Essen. Peter Herborn, Gründungsvater des Studiengangs Jazz an der Folkwang-Uni und Initiator der Reihe „Jazz in Essen“, bekommt den „18. Jazz-Pott“.

Wer weiß, wie Essen heute auf der Landkarte des Jazz dastünde, gäbe es nicht Peter Herborn. Am Samstag erhält der gebürtige Rüttenscheider und international renommierte Komponist im Grillo-Theater den „18. Jazz Pott“. Und bedankt sich zur Saison-Eröffnung der 1984 von ihm gegründeten Reihe „Jazz in Essen“ mit einer Weltpremiere.

Zwar macht der Professor für Jazz-Komposition / Arrangement, Theorie, Ensemble und Bigband-Leitung am Studiengang Jazz der Folkwang-Universität aus seiner Biografie kein Geheimnis, dennoch weiß kaum jemand, dass Peter Herborn kein studierter Musiker ist. „Das stimmt“, sagt er und lacht er: „Ich bin Autodidakt. Alles, was ich als Komponist kann, habe ich mir selbst beigebracht.“ Dafür habe er sich Noten aus Amerika besorgt, die Musik aufgelegt und mit dem Kopfhörer auf den Ohren zu verstehen versucht, was da musikalisch ablief. Eindeutig erfolgreich, denn sein 1995 erstmals erschienenes Buch „Jazz Arrangement“ zählt längst zu den Standardwerken des Genres.

Zeitgenössische Komposition mit Jazz kombiniert

Aufgewachsen wie so viele seiner Generation mit den Beatles und Stones, entdeckt er mit 17 Jahren den Jazz für sich. Legendär wird in den 1980er Jahren seine Formation „Noctett“ mit dem Pianisten Thomas Hufschmidt. „Wir haben regelmäßig geprobt“, erinnert sich Herborn, der damals noch Posaune spielte, „und jede Menge einfach ausprobiert. Davon haben wir alle sehr profitiert.“ Seine Studenten dagegen würden nur dann gemeinsam spielen, wenn sie mal einen Job hätten, so der Gründungsvater des Studiengang Jazz an der Folkwang-Uni mit mildem Unverständnis.

Preisträger-Konzert

Beim Preisträger-Konzert bringt Herborn am Samstag, 26. September, 20 Uhr, führende Jazzsolisten mit einem Vokalensemble der Extraklasse zusammen. Das Konzert wird aufgezeichnet und am 21. Oktober ab 20.05 Uhr auf WDR 3 gesendet. Karten (22 Euro): 8122-200.

Daten:
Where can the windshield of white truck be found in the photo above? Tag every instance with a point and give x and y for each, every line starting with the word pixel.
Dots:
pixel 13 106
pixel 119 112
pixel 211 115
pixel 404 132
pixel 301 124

Aufgabe A: Warum nennt der Artikel über Peter Herborn seinen Weg als Autodidakt „eindeutig erfolgreich“?
Aufgabe B: Können Sie den Artikel über Peter Herborn nach seinem letzten Satz fortführen?

Erwartete Ausgabe A: Der Artikel begründet das mit Herborns Buch „Jazz Arrangement“. Es erschien 1995 erstmals und zählt längst zu den Standardwerken des Genres.

Erwartete Ausgabe B:
Die traditionsreiche Reihe „Jazz in Essen“ wird in Zukunft von der Krupp-Stiftung gefördert.

Nach einigen weltweit erfolgreichen Platten für das Münchener Label JMT beschließt Peter Herborn 1994, nur noch als Komponist und Arrangeur tätig zu sein. Seither entstanden neben einer Oper, Kammer- und Bühnenmusiken auch großorchestrale Werke etwa für den NDR, dem er 2010 ein Stück für Bigband, Chor und Elektronik schrieb. „Zeitgenössische Komposition mit Jazz zu kombinieren, hat mich sehr gereizt“, sagt Herborn: „So kam ich zum Chor.“

"Etwas volkstümlich"

Jetzt präsentiert er in Essen unter dem Titel „Nights, Wild Nights“ eine Auftragskomposition für den WDR Rundfunkchor Köln und ein mit Bobo Stenson, Anders Jormin, Bodek Janke und Pernell Saturnino prominent besetztes Jazzquartett. „Ich habe noch nie so schlichte Musik geschrieben – nicht so schwer zu spielen, nicht so schwer zu hören“, so der Komponist über seine Gedichtvertonungen von Emily Dickinson, William Shakespeare, Walt Whitman und Robert Louis Stevenson.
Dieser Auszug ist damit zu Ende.